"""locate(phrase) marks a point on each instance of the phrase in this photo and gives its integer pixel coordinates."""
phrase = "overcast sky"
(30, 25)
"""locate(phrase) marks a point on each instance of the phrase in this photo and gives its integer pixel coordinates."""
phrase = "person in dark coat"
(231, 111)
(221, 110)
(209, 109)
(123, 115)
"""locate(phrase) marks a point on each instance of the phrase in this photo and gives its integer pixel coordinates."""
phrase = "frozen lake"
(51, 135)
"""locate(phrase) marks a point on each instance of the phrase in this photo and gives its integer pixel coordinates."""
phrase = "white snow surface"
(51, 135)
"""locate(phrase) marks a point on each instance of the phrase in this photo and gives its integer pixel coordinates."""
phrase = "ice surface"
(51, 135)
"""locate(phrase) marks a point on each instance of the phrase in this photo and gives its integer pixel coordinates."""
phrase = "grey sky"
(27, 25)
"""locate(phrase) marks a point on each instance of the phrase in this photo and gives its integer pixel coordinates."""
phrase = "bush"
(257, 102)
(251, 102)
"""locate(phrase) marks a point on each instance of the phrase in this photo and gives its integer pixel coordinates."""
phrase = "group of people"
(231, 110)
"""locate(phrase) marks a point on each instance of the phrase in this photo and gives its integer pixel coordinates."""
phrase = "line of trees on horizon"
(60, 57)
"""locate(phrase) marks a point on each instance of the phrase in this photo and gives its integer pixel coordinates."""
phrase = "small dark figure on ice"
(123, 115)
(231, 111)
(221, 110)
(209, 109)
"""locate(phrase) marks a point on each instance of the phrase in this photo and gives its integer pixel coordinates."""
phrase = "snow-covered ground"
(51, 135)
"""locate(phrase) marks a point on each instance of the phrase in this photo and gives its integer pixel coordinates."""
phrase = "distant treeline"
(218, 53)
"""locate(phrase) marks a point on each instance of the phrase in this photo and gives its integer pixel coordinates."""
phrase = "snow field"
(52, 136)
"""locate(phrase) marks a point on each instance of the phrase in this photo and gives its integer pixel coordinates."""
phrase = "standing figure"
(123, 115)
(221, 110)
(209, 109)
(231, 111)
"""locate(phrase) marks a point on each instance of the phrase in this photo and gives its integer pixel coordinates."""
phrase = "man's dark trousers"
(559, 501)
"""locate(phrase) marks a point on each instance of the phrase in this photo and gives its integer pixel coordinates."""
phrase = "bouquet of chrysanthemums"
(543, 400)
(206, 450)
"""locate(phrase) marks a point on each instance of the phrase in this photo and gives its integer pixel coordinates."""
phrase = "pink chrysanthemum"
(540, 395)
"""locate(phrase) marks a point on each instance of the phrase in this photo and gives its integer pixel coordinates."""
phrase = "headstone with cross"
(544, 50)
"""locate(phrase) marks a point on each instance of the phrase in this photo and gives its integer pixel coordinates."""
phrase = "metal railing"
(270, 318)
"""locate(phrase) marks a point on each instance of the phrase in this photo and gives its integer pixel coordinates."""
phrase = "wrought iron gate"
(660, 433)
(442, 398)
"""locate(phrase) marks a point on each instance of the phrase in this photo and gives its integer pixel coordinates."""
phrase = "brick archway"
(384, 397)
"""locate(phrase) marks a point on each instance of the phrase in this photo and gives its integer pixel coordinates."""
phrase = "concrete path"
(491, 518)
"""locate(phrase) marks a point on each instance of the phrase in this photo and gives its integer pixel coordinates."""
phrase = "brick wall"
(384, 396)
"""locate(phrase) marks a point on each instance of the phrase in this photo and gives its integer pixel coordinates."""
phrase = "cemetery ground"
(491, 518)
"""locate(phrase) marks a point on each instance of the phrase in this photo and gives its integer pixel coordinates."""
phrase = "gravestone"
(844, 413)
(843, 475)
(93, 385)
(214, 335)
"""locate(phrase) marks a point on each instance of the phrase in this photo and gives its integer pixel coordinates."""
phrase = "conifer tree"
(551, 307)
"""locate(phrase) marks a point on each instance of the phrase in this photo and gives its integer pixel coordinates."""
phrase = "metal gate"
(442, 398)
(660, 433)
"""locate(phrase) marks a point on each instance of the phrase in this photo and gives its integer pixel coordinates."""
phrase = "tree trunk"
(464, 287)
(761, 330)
───
Make an exact copy of the data above.

▶ **Solution**
"""locate(phrase) marks a point on each instance of the phrase in this photo and gives its integer pixel coordinates."""
phrase = "overcast sky"
(30, 25)
"""locate(phrase) marks a point on each instance of the phrase in this photo and gives its integer pixel coordinates."""
phrase = "person in dark coat"
(231, 111)
(221, 110)
(209, 109)
(123, 115)
"""locate(phrase) marks a point on each instance of the phrase in this photo and gives its integer pixel coordinates."""
phrase = "frozen lake"
(51, 135)
"""locate(phrase) marks a point on each instance of the phrase in this photo and gives its integer pixel coordinates."""
phrase = "white snow surface"
(51, 135)
"""locate(phrase) marks a point on each instance of the phrase in this photo and gives its integer pixel coordinates."""
phrase = "ice surface"
(51, 135)
"""locate(phrase) marks a point on each instance of the phrase in this photo and gives its integer pixel coordinates."""
phrase = "grey sky"
(27, 25)
"""locate(phrase) marks a point on each instance of the phrase in this photo and gives its integer pixel coordinates."""
phrase = "bush"
(257, 102)
(251, 102)
"""locate(phrase) marks a point on each instance of the phrase in this photo and gives its integer pixel coordinates."""
phrase = "group of people"
(231, 110)
"""locate(phrase) marks a point on each instance of the phrase in this photo and gives its integer pixel coordinates."""
phrase = "line of trees on horizon"
(60, 57)
"""locate(phrase) marks a point on each instance of the phrase in this photo and gives its integer pixel coordinates."""
phrase = "small dark figure on ice"
(123, 115)
(231, 111)
(221, 110)
(209, 109)
"""locate(phrase) marks a point on each instance of the phrase in this photo and gives its integer pixel coordinates."""
phrase = "snow-covered ground"
(51, 135)
"""locate(phrase) marks a point on each instance of the phrase in this photo and gives its integer pixel coordinates."""
phrase = "distant treeline"
(218, 53)
"""locate(phrase) marks a point on each instance of the phrase in this photo and gives its integer pixel coordinates."""
phrase = "snow field"
(52, 136)
"""locate(phrase) marks a point on each instance of the phrase in this photo and gives its integer pixel coordinates."""
phrase = "standing figure"
(123, 115)
(221, 110)
(209, 109)
(231, 111)
"""locate(phrase) marks a point on each instance of the phrase in this photo and gives its integer pixel coordinates."""
phrase = "man's dark trousers"
(559, 501)
"""locate(phrase) marks a point on each instance of the phrase in this photo and gives its integer pixel coordinates."""
phrase = "bouquet of chrysanthemums"
(543, 400)
(206, 450)
"""locate(phrase) marks a point on each instance of the phrase in this photo and gives its integer pixel coordinates."""
phrase = "pink chrysanthemum"
(540, 395)
"""locate(phrase) marks a point on each instance of the phrase in this photo and gives its integer pixel coordinates."""
phrase = "headstone with cross"
(544, 50)
"""locate(phrase) marks a point on each instance of the phrase in this photo and gives its integer pixel coordinates."""
phrase = "metal railing"
(270, 318)
"""locate(phrase) marks a point on each instance of the phrase in this photo and gives its integer pixel coordinates."""
phrase = "wrought iron gate"
(660, 433)
(442, 398)
"""locate(phrase) marks a point on each instance of the phrase in this photo and gives its integer pixel coordinates."""
phrase = "brick archway"
(384, 397)
"""locate(phrase) marks a point on each instance of the phrase in this photo and gives its integer pixel coordinates."""
phrase = "concrete path"
(491, 518)
"""locate(phrase) marks a point on each instance of the phrase in this photo and gives its integer pixel coordinates."""
phrase = "brick wall"
(384, 396)
"""locate(phrase) marks a point on each instance of the phrase in this photo and gives its integer pixel coordinates."""
phrase = "cemetery ground"
(491, 518)
"""locate(phrase) marks a point on each instance of the phrase in this photo and gives its integer pixel coordinates."""
phrase = "gravestone"
(844, 413)
(843, 475)
(93, 385)
(214, 335)
"""locate(phrase) marks a point on each instance of the phrase in this photo and gives its integer pixel coordinates."""
phrase = "conifer tree"
(551, 307)
"""locate(phrase) marks a point on each instance of the phrase in this photo and gives its integer pixel coordinates."""
phrase = "metal gate"
(442, 398)
(660, 433)
"""locate(phrase) marks a point on each instance of the phrase in this photo and gives its integer pixel coordinates."""
phrase = "tree trunk"
(464, 287)
(761, 330)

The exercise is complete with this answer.